Trains des Amériques

Documentation

L’Amérique du nord sous caténaire

Sauf mention contraire, Texte et photos : BEn
Trains des Amériques, février 2023

La traction électrique n’est pas une chose inconnue en Amérique du nord. Il a existé de nombreux réseau d’interurbans, les réseaux de tramways ont été nombreux et les métros sont tous électriques. Mais l’électrification sur de grandes distances est bien moins fréquente.

Comme toujours, ce sont les exceptions qui rendent cet aspect du chemin de fer très exotique ! Petit tour sous la ficelle avec cinq exemples parmi les plus marquants.

L’électrification de la Nouvelle-Angleterre

Une EP-5 du New Heaven en plein effort
Roger Puta, domaine public (source)

Le New Heaven électrifie ses lignes dès 1909, entre le nord de la ville de New York et New Haven, Connecticut. Les travaux sont achevés en 1914 et les lignes sont alimentées en 11kV alternatif à 25 Hertz.

Le Pennsylvania Railroad s’intéresse aussi à l’électricité dès le début du XXe siècle, pour la desserte des gares new-yorkaises. Leur accès, via les tunnels sous l’Hudson, font que les locomotives à vapeur ne sont pas les meilleures options. Un troisième rail, convoyant du 650V courant continu, est posé.

Suit alors le besoin concernant le trafic de banlieue, où la puissance au démarrage est indispensable. Le 11kV alternatif à 25 Hertz est choisi. Non seulement les voies desservant les banlieues sont électrifiées, mais également les lignes à plus grandes distance desservant le New Jersey, la Pensylvanie et le Delaware. Cet ensemble relie New York à Wilmington.

En 1913, le New Heaven décide de changer son système de sous-stations. Après 18 mois de préparation,le 25 janvier 1914, l’intégralité de la distribution d’électricité est mise à jour en seulement 70 minutes.

#### Consignes
1. Restituez le passage de l'extrait sur l'électrification ferroviaire en Amérique du Nord compris entre « L’électrification de la » et « continu, est posé. », bornes incluses.
2. Reprenez le texte sur l'électrification ferroviaire en Amérique du Nord à l'endroit où il s'arrête.

#### Enregistrements
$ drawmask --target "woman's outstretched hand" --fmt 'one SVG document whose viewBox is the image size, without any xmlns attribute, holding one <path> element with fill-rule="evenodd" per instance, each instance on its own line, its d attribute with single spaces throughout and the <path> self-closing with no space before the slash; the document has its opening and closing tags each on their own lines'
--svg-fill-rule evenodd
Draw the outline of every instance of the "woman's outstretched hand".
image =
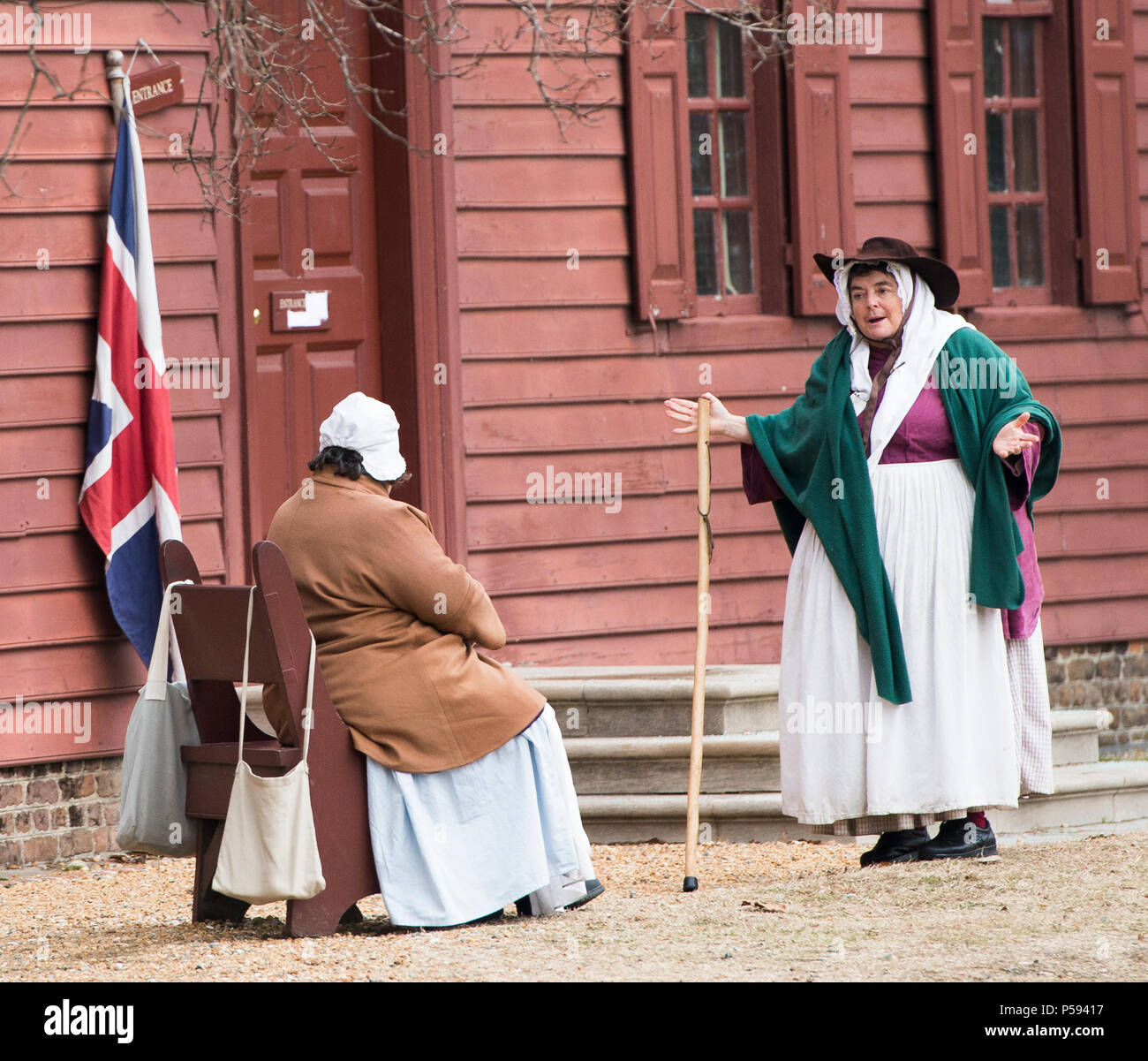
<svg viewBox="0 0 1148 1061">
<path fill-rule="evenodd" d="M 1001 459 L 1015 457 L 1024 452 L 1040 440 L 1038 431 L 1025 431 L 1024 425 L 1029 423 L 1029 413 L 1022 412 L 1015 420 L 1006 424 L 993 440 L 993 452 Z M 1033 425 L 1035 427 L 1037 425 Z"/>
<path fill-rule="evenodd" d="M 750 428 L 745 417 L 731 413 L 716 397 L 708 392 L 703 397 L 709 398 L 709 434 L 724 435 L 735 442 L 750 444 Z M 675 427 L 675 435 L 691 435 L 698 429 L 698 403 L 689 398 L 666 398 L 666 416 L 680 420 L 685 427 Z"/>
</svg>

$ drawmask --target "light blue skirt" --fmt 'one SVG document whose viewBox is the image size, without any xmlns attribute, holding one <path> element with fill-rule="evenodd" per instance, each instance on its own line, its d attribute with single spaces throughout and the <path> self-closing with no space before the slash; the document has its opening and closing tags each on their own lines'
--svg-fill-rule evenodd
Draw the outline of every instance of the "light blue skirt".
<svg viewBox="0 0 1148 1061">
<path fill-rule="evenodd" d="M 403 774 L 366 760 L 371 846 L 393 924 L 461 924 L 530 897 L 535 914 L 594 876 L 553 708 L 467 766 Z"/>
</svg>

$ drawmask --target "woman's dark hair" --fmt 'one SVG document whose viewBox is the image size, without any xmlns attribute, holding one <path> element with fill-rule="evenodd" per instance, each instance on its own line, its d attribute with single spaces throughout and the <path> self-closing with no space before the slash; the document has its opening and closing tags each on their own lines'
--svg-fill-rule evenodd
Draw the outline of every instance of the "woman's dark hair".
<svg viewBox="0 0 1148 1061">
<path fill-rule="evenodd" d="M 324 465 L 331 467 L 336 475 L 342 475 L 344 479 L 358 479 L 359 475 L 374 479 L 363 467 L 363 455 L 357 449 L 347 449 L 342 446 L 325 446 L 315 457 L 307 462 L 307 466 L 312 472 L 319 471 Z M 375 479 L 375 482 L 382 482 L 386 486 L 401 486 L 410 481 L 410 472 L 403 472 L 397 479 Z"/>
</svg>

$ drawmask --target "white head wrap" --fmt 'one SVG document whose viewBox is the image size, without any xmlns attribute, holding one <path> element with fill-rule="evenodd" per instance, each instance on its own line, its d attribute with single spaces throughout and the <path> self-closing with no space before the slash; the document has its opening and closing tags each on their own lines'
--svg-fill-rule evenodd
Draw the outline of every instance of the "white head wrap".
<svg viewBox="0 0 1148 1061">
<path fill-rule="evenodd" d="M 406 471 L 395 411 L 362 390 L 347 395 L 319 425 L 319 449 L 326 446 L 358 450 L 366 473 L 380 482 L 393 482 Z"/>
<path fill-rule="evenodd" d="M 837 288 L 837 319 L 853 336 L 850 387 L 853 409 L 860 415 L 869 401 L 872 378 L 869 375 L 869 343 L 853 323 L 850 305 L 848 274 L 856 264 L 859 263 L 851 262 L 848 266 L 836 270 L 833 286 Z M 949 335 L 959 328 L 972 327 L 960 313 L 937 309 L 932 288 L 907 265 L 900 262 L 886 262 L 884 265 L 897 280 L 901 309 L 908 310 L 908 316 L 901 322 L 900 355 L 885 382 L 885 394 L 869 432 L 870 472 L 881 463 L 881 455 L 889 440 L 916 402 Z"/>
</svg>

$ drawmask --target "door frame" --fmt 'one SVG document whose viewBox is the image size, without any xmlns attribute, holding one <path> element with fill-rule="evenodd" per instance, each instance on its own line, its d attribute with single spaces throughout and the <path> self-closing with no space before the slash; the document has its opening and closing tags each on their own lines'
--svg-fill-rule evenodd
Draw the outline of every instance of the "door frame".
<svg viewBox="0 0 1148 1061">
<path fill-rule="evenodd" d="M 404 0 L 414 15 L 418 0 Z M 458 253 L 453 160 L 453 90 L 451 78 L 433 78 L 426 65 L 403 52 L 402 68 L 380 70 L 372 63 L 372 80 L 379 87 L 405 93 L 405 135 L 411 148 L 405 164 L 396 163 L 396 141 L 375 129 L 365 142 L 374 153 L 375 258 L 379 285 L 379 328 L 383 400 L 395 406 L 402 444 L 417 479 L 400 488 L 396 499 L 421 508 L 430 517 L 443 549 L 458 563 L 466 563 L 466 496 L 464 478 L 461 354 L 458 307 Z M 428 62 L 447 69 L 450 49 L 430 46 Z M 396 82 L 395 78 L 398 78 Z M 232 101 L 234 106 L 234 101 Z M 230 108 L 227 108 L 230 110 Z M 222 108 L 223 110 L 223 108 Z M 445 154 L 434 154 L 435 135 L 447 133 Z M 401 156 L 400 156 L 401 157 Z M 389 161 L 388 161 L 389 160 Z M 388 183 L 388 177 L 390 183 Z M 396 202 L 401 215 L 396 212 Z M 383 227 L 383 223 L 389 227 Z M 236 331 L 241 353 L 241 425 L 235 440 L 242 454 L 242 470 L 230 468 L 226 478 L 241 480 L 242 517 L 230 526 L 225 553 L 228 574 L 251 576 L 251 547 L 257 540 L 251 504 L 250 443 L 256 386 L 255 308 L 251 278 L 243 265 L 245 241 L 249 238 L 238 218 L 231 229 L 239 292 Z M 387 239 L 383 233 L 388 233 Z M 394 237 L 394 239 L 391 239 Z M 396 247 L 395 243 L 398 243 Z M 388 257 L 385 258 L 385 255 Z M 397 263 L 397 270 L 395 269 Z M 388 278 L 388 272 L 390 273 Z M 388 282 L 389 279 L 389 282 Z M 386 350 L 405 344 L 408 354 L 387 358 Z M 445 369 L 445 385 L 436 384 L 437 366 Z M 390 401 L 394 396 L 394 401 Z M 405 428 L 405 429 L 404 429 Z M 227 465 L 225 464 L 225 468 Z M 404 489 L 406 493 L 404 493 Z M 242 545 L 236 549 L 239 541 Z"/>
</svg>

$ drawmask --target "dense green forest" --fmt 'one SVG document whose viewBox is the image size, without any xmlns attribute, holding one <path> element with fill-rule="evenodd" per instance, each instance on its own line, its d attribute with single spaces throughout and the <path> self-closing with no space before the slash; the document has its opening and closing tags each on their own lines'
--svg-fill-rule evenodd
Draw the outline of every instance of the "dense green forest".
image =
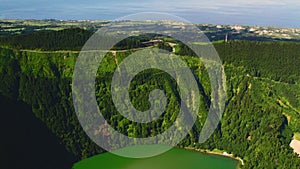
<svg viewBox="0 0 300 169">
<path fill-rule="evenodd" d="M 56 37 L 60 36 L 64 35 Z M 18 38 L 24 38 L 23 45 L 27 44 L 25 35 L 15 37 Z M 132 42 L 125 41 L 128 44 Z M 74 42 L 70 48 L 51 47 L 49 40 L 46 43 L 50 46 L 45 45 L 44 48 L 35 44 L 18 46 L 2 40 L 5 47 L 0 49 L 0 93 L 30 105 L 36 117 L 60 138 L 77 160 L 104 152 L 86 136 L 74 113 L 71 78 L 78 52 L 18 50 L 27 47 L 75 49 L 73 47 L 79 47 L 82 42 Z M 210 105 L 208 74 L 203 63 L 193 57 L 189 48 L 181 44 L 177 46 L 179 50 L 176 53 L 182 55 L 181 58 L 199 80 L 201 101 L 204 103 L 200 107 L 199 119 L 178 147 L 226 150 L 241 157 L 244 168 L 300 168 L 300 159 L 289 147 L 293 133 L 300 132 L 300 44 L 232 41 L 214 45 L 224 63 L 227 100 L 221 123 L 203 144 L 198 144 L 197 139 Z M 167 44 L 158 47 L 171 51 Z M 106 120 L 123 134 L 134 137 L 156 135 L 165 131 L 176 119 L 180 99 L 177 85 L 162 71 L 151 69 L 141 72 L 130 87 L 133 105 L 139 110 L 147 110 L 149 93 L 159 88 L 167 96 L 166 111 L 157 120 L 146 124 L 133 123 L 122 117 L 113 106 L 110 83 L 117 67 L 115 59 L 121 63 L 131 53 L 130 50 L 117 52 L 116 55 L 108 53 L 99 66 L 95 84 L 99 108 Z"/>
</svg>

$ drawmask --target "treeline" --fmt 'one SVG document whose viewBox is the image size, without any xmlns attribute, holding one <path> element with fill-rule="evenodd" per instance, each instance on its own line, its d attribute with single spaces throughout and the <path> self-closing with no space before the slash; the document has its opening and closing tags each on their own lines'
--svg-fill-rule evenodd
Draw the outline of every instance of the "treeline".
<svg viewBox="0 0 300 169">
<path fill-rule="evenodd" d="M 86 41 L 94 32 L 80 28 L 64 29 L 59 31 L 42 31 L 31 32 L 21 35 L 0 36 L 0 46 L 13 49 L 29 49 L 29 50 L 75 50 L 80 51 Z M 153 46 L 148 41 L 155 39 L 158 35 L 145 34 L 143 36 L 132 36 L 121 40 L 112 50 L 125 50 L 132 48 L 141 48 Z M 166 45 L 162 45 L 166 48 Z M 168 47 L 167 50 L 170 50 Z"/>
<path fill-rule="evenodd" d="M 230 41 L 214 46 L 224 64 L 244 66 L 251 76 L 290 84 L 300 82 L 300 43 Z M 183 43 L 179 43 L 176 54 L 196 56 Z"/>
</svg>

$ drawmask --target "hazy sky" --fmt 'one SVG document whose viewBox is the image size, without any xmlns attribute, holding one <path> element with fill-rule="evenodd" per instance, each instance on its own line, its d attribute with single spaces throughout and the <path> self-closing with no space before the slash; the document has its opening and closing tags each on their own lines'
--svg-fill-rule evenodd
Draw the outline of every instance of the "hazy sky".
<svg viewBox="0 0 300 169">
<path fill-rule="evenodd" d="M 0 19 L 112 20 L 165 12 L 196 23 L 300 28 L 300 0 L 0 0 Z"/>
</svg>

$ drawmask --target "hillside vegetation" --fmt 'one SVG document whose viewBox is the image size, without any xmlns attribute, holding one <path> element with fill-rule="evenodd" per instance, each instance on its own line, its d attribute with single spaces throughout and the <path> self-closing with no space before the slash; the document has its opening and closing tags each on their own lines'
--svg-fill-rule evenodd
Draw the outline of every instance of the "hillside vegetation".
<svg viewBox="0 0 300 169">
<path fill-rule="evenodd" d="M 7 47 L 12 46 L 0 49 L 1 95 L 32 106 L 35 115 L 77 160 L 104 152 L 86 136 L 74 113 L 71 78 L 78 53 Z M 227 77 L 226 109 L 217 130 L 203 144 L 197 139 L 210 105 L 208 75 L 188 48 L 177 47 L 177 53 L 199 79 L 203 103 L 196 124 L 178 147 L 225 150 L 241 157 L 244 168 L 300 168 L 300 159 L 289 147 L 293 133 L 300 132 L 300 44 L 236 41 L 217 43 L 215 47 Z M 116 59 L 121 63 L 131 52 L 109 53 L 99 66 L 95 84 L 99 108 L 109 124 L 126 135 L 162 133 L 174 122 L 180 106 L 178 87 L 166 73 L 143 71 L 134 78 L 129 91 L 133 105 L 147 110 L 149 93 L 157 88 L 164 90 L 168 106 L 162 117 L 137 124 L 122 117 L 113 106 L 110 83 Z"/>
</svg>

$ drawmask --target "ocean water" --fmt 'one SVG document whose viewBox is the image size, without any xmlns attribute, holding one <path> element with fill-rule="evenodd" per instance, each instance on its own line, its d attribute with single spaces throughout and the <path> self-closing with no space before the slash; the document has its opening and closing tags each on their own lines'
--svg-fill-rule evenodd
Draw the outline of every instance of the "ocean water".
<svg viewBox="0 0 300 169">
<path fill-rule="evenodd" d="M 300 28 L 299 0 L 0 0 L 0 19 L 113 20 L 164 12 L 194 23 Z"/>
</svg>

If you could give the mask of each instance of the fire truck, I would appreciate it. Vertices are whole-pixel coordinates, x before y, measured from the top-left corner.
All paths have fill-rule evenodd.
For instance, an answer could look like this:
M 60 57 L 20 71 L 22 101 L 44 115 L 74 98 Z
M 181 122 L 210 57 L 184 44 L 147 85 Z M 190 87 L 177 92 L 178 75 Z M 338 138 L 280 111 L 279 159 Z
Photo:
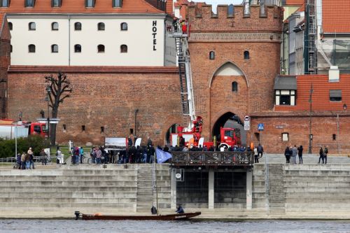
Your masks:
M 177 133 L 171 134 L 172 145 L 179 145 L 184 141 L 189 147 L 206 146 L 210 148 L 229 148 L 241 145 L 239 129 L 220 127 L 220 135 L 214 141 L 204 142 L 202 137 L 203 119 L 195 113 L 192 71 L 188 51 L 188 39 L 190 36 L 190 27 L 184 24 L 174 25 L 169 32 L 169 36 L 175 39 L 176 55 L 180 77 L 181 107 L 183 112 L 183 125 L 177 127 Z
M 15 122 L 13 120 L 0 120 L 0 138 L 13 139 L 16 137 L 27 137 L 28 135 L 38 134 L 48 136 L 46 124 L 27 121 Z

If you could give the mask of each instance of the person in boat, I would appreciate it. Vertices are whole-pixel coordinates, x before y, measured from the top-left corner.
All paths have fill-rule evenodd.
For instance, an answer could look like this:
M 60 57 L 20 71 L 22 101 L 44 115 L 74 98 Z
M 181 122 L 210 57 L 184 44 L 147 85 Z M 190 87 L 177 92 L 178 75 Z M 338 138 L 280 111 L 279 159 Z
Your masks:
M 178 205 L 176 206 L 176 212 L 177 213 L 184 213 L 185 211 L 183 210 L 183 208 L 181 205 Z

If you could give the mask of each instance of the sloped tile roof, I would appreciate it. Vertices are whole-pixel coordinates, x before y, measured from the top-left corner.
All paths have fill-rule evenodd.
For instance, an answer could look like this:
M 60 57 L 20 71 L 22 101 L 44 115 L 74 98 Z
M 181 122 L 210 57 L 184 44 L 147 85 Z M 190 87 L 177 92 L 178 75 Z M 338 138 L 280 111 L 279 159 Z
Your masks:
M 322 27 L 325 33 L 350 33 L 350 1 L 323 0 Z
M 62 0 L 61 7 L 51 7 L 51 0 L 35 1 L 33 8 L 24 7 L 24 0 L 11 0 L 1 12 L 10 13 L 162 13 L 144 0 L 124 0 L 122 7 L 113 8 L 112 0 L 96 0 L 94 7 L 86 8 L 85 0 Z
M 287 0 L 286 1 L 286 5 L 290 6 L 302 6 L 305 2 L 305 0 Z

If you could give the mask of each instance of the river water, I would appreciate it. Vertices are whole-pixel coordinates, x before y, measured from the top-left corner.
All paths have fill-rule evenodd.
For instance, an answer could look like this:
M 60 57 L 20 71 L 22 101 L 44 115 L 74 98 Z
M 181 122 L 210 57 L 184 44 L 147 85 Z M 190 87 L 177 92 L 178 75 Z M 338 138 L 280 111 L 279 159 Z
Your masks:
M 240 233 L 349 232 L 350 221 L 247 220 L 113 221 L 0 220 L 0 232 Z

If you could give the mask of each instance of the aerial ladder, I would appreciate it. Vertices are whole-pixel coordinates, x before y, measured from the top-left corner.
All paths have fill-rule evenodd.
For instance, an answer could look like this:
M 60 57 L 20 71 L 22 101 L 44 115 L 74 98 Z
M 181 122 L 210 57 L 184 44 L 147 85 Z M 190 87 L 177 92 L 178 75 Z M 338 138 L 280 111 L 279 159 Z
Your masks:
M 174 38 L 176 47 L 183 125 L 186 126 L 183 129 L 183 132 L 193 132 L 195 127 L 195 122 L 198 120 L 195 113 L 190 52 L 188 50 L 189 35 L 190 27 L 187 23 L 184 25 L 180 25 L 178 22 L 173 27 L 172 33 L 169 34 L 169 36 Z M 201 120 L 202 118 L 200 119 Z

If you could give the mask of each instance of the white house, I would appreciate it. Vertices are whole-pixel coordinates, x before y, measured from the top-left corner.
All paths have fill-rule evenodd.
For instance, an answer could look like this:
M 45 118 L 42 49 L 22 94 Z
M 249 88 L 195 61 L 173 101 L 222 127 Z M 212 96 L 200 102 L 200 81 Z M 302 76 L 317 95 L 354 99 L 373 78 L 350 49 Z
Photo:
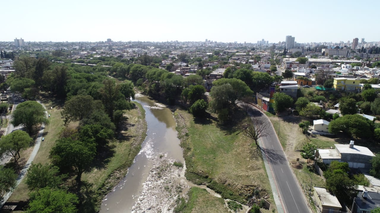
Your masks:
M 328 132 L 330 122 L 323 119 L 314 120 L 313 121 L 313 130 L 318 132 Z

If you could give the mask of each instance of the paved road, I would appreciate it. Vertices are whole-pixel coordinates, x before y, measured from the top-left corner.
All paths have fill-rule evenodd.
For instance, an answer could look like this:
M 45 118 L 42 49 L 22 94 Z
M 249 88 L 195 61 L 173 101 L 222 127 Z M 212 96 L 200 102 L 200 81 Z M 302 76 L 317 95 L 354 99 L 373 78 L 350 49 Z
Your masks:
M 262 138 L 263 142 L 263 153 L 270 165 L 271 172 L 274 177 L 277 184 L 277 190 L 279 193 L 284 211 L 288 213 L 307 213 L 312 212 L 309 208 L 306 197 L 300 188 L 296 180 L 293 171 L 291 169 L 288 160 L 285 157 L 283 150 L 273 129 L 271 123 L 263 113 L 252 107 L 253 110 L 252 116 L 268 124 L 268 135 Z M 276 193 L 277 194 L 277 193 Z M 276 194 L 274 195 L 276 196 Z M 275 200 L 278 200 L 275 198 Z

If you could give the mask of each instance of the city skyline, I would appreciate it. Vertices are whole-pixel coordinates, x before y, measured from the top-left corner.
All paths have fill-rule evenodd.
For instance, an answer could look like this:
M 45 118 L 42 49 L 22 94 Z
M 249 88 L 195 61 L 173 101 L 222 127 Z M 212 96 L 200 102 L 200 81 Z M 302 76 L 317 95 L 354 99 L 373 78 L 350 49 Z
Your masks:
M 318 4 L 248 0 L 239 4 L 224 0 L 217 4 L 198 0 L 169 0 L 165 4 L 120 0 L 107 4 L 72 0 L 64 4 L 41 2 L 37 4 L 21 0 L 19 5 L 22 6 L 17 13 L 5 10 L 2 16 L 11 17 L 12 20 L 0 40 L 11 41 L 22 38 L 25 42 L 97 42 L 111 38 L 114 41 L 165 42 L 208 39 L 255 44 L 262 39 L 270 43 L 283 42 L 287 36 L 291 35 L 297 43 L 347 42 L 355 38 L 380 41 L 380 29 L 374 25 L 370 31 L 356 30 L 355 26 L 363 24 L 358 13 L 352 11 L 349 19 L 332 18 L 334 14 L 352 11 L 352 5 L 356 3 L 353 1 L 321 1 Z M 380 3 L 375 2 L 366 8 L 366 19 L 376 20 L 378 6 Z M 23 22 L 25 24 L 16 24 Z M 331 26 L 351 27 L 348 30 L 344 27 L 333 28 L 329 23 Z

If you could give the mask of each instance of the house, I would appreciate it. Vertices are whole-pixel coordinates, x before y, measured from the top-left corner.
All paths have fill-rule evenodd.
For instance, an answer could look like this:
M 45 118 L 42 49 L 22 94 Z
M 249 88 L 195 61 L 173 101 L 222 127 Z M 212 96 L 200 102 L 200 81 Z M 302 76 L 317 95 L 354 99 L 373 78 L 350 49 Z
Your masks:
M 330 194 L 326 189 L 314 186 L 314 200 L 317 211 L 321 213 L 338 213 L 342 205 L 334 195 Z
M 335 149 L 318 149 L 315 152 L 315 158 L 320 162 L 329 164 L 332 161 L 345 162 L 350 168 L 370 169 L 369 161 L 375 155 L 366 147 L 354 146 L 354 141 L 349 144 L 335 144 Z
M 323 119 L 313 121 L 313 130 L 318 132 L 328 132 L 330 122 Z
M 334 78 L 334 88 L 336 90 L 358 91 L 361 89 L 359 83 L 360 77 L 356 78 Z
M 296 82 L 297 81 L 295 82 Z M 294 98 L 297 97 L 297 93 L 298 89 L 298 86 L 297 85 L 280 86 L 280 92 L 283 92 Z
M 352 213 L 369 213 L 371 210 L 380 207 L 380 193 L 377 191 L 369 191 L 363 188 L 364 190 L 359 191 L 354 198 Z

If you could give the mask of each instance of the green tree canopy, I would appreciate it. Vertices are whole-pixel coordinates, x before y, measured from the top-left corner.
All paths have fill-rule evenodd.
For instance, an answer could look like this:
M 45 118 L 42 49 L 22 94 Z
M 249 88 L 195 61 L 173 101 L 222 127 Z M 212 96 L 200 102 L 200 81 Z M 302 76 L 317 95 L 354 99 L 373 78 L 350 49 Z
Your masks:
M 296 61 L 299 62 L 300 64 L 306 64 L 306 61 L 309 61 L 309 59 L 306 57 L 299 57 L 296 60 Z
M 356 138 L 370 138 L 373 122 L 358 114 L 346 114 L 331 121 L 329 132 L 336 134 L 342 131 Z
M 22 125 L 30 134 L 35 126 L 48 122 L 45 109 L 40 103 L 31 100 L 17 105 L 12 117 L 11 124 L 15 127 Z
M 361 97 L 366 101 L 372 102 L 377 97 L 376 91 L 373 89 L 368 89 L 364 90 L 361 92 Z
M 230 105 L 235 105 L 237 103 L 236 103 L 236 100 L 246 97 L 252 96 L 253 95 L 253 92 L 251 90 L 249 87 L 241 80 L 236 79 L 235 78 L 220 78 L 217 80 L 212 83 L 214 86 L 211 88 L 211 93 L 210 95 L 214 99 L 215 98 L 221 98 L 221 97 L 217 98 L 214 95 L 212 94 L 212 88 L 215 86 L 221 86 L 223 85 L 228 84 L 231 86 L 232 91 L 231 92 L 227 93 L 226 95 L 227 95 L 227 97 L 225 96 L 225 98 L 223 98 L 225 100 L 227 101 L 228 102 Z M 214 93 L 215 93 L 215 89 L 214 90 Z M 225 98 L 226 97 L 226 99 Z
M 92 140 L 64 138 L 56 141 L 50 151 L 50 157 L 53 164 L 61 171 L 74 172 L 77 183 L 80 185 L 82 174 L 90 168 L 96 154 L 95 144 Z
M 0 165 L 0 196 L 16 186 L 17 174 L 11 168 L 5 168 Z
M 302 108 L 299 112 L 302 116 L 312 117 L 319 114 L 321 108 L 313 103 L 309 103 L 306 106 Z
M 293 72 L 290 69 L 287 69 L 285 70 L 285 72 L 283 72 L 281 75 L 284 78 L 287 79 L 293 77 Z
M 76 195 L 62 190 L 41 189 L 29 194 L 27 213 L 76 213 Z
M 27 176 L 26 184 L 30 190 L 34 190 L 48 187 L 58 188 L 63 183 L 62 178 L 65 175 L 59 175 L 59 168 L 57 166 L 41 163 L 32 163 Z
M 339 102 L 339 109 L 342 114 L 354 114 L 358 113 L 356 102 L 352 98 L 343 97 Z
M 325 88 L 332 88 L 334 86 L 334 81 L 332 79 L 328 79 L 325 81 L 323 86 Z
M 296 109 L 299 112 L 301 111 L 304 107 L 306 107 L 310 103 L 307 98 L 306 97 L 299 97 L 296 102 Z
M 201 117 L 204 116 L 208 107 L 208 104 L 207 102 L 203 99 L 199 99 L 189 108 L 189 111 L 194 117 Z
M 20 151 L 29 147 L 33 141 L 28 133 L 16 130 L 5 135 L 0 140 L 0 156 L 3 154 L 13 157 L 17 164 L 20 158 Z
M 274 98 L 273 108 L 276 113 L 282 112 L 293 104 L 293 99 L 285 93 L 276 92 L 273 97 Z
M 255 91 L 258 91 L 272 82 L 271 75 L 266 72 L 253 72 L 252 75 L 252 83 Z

#### Réponses par tâche
1.
L’électrification de la Nouvelle-Angleterre

Une EP-5 du New Heaven en plein effort
Roger Puta, domaine public (source)

Le New Heaven électrifie ses lignes dès 1909, entre le nord de la ville de New York et New Haven, Connecticut. Les travaux sont achevés en 1914 et les lignes sont alimentées en 11kV alternatif à 25 Hertz.

Le Pennsylvania Railroad s’intéresse aussi à l’électricité dès le début du XXe siècle, pour la desserte des gares new-yorkaises. Leur accès, via les tunnels sous l’Hudson, font que les locomotives à vapeur ne sont pas les meilleures options. Un troisième rail, convoyant du 650V courant continu, est posé.

2.
En 1928, le Pennsy annonce son souhait de relier New York, Philadelphie, Washington, et Harrisburg via une ligne sous caténaires. Cela sera rendu possible grâce à la construction d’une des locomotives les plus emblématiques de cette époque :

458 📝
GG1

La 4935 présentée au Railroad Museum of Pennsylvania

Photo : Derek Ramsey, CC-BY-SA 2.0, source

Locomotives électriques 2-C+C-2 emblématiques de ce mode de traction aux États-Unis.

Cratérisées par un design art déco signé Raymond Loewy et leur capacité à tirer des trains jusqu’à 160 km/h, c’est aussi sa longue carrière opérationnelle de près de 50 ans au sein du Penssy, du Penn Central, du New Jersey Transit‎ , de la Conrail, et enfin de Amtrak qui font leur notoriété.

Ces machines sont construites par General Electric et le PRR entre 1934 et 1943.

Sur les 139 machines produites, 16 ont été préservées.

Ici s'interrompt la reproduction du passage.